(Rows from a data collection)
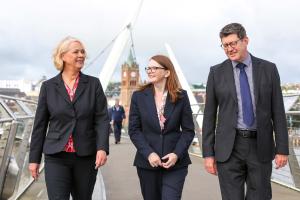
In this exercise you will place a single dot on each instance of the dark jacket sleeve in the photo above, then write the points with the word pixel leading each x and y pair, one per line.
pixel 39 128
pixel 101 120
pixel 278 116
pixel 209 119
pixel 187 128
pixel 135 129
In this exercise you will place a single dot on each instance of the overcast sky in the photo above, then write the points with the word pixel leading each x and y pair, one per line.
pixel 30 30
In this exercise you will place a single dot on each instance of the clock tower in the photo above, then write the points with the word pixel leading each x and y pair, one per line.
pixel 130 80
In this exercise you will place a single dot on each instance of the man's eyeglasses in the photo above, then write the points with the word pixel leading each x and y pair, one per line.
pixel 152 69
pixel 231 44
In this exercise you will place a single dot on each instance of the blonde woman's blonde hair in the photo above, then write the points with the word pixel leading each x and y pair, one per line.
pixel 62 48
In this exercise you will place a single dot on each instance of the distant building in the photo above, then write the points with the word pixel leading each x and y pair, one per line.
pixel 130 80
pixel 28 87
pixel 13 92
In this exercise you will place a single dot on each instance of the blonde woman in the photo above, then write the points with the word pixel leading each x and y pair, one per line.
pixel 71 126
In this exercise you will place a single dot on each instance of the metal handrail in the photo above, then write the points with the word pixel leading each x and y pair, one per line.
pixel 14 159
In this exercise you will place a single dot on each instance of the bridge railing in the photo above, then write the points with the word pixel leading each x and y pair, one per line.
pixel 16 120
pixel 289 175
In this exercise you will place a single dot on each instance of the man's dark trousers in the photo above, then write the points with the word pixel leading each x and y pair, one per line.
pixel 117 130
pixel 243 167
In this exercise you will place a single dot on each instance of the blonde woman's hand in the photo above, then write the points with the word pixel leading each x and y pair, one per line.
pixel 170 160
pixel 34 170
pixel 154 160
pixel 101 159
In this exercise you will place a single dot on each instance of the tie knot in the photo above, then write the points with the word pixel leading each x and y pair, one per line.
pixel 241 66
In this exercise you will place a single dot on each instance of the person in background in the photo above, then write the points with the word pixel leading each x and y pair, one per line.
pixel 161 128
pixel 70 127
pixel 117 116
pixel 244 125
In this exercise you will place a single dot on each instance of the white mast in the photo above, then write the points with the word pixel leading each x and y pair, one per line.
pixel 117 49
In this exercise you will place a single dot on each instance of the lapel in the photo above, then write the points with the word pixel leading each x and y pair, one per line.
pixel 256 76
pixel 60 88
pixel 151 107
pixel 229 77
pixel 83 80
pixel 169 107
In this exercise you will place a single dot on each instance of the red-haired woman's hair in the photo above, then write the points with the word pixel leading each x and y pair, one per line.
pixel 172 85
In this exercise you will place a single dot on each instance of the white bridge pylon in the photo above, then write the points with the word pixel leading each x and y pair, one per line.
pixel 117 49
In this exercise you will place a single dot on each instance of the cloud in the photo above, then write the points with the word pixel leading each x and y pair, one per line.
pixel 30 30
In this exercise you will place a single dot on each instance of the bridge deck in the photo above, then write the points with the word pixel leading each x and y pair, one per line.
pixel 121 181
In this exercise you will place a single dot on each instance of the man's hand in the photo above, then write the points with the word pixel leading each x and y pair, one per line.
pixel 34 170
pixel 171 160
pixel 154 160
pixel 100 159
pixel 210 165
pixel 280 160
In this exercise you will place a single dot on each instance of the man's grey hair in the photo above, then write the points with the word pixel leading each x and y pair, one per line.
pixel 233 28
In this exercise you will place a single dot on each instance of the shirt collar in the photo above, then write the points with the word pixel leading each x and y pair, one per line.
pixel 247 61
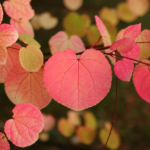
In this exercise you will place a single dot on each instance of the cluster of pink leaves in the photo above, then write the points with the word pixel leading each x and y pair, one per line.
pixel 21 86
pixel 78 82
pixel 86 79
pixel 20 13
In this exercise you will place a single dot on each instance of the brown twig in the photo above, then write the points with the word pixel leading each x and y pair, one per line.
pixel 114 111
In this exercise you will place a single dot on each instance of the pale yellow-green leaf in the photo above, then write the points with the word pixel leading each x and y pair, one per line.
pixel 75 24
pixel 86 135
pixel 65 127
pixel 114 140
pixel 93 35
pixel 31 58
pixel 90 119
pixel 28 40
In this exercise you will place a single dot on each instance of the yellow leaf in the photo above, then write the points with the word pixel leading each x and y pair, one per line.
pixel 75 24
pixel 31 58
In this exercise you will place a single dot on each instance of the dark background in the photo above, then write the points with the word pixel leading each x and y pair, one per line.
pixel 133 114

=== Exercise requirements ===
Rewrite every one of the rows above with "place a single dot" changed to "put one mark" and everything else kept the same. Leave the pictures out of your answer.

=== Result of the task ===
In this exercise you will put one mark on each instance of the dark jacket sleeve in the photo above, then write the points with the word pixel leading each x and y pair, one per line.
pixel 39 128
pixel 101 120
pixel 278 116
pixel 209 119
pixel 187 128
pixel 135 129
In this exercise you will put one mark on each instance of the overcast sky in the photo above, then write the points with the word pixel leading each x and y pair, one per line.
pixel 30 30
In this exercise you will put one mark on each instance of the clock tower in the photo above, then write the points with the word pixel leading each x and y pair, one per line.
pixel 130 80
In this exercise you will put one mark on each instance of the man's eyeglasses in the photo above, then write the points with the word pixel leading each x and y pair, one per line.
pixel 152 69
pixel 231 44
In this exercise you will put one mark on each instance of the blonde woman's blonde hair in the photo above, then write the points with the word pixel leading each x and y pair, one per line.
pixel 62 48
In this exercise you will put one mark on each instance of the distant building in the photo above, then write the points with the word pixel leading each x and y pair, one per line.
pixel 130 80
pixel 28 87
pixel 13 92
In this exercise you will put one mark on each instance of the blonde woman in the photo above, then write the points with the word pixel leading each x and y pair, one per line.
pixel 71 126
In this exercise you will put one mark on each instance of the metal handrail in the photo above, then write the points with the word pixel leading each x and y pair, one per line.
pixel 14 159
In this exercise you will put one mark on each instance of the bridge railing in the photo above, then write the points with the word pixel leading each x and y pair, one per line.
pixel 16 120
pixel 289 175
In this exercise you will put one mark on each instance of the man's dark trousers in the photo above, then write the points with the word pixel leading each x and y pair, one per line.
pixel 117 130
pixel 243 167
In this exercise you will put one mark on each instance of the blonde woman's hand in the photo above, then write the points with the word pixel leading each x and y pair, one per line.
pixel 170 160
pixel 34 170
pixel 154 160
pixel 101 159
In this exercise you will put one mark on each instance of the tie knot in the photo above, then write the points with the word pixel leading each x and y pair, one per line.
pixel 241 66
In this exercise you will put one mark on each instance of the person in background in the photo above, then write the points with the word pixel leading each x and y pair, one per line.
pixel 161 128
pixel 70 127
pixel 117 116
pixel 244 125
In this exercise you will put one mark on each instance of the white mast in the photo above, then write the points with the word pixel leading each x and y pair, one per line.
pixel 117 49
In this exercise you will put one mark on each instance of the lapel in the photo above, then write the points with the word pixel leading each x and y pair, one per line.
pixel 256 76
pixel 60 88
pixel 151 107
pixel 229 77
pixel 83 80
pixel 169 107
In this exercise you will put one mark on each instance of the red-haired woman's hair in the photo above, then write the points with the word pixel leading each x and y pair, one per line.
pixel 172 85
In this exercise you will put one mark on each instance of the white bridge pylon in the photo above, then write the points with the word pixel leading each x and y pair, one per line.
pixel 117 49
In this exercise you will put one mark on each instance of the cloud in the photo above, then write the points with the word pixel leading each x and y pair, one per line.
pixel 30 30
In this exercise you will put one mark on each instance of the bridge deck in the photo above, then write the points with the word pixel leading each x and y pair, one per line.
pixel 121 181
In this exercise you will put one mark on each instance of the man's hand in the photo above, then write the points with the word pixel leading each x and y pair, one per line.
pixel 34 170
pixel 171 160
pixel 154 160
pixel 100 159
pixel 210 165
pixel 280 160
In this exercise you will put one mark on each instance of the man's grey hair in the photo above, then write the points with the word pixel leading each x and y pair, one per line.
pixel 233 28
In this exercise you will put one mark on each instance of the shirt collar in the photo above, then write the points with the word pixel leading each x and y pair, one per line.
pixel 247 61
In this exercise you will put one mark on each instance of the cluster of pink leaves in the photo above, then write the points with the word pixel leading each x and y pair, one per line.
pixel 21 86
pixel 78 82
pixel 86 79
pixel 20 13
In this exercise you will put one mark on each instance of the brown twig in the photo above, then write the points with the word pixel leading each x and y pair, one per line.
pixel 114 111
In this exercise you will put one mark on each instance of the pale yellow-green leaf in the photo above, then write the points with the word pixel leading each x and y pair, one per line.
pixel 75 24
pixel 86 135
pixel 65 127
pixel 114 140
pixel 93 35
pixel 31 58
pixel 90 119
pixel 28 40
In this exercise you will put one mark on each instance of the yellow leaf in the photo above, then write the points with the word pixel leading each x and y pair, one per line.
pixel 75 24
pixel 31 58
In this exercise you will put one mark on each instance of the dark background in the photo above, then write the points with the word pixel leading each x and y pair, one per line.
pixel 133 114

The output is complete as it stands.